Say how many lines below have "beaded" in them, giving the number alone.

=== Stored data entries ===

____

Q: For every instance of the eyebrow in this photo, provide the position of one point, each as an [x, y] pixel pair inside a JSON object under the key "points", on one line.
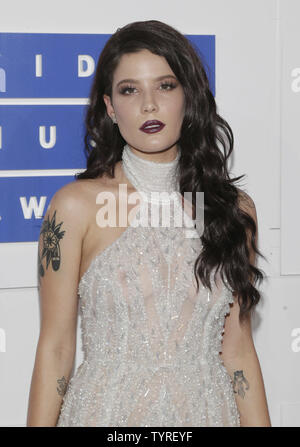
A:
{"points": [[137, 82]]}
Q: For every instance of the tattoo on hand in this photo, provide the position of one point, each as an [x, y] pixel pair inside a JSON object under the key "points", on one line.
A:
{"points": [[62, 388], [240, 383], [51, 235]]}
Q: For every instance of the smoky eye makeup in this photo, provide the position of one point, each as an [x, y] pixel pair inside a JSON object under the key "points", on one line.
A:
{"points": [[167, 85]]}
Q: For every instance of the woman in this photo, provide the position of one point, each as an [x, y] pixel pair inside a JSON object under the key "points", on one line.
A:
{"points": [[154, 301]]}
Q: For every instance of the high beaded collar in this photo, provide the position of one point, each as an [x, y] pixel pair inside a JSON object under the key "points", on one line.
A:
{"points": [[149, 176]]}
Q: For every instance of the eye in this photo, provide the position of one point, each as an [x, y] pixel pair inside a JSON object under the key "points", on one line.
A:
{"points": [[168, 85], [125, 89]]}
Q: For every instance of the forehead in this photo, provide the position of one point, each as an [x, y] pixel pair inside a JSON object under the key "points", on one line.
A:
{"points": [[143, 65]]}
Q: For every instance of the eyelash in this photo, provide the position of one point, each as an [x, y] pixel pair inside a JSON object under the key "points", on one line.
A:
{"points": [[128, 87]]}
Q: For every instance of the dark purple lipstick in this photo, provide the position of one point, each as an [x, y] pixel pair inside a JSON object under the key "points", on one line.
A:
{"points": [[152, 126]]}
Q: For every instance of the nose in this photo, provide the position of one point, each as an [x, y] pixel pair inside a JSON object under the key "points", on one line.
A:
{"points": [[149, 104]]}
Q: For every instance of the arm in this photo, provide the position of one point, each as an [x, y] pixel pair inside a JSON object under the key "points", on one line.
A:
{"points": [[241, 361], [59, 245]]}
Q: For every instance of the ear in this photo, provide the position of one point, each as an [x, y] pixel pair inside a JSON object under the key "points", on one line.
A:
{"points": [[109, 106]]}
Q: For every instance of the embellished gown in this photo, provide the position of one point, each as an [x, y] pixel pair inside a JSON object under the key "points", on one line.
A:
{"points": [[151, 343]]}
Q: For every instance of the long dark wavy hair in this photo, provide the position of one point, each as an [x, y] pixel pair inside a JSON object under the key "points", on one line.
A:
{"points": [[206, 142]]}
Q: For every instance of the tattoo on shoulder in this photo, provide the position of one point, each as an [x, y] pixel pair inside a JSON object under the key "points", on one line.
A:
{"points": [[240, 383], [51, 236], [62, 386]]}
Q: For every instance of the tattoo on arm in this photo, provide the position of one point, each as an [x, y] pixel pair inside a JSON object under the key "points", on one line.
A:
{"points": [[240, 383], [62, 386], [51, 235]]}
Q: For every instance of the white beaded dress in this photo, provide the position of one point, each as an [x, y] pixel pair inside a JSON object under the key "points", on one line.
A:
{"points": [[151, 343]]}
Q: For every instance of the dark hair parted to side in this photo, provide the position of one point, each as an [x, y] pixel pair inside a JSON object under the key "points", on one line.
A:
{"points": [[202, 165]]}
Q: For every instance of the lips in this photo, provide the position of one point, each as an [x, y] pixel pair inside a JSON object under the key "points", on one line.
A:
{"points": [[152, 126]]}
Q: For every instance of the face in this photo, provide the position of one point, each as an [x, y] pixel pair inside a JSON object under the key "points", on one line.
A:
{"points": [[153, 93]]}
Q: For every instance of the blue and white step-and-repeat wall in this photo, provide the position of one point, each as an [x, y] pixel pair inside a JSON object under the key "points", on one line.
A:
{"points": [[48, 55], [44, 136]]}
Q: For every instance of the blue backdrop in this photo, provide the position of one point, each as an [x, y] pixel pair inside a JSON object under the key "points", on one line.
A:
{"points": [[47, 66]]}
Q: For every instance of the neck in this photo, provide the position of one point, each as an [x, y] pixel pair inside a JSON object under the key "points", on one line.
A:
{"points": [[149, 176]]}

____

=== Exercise output ===
2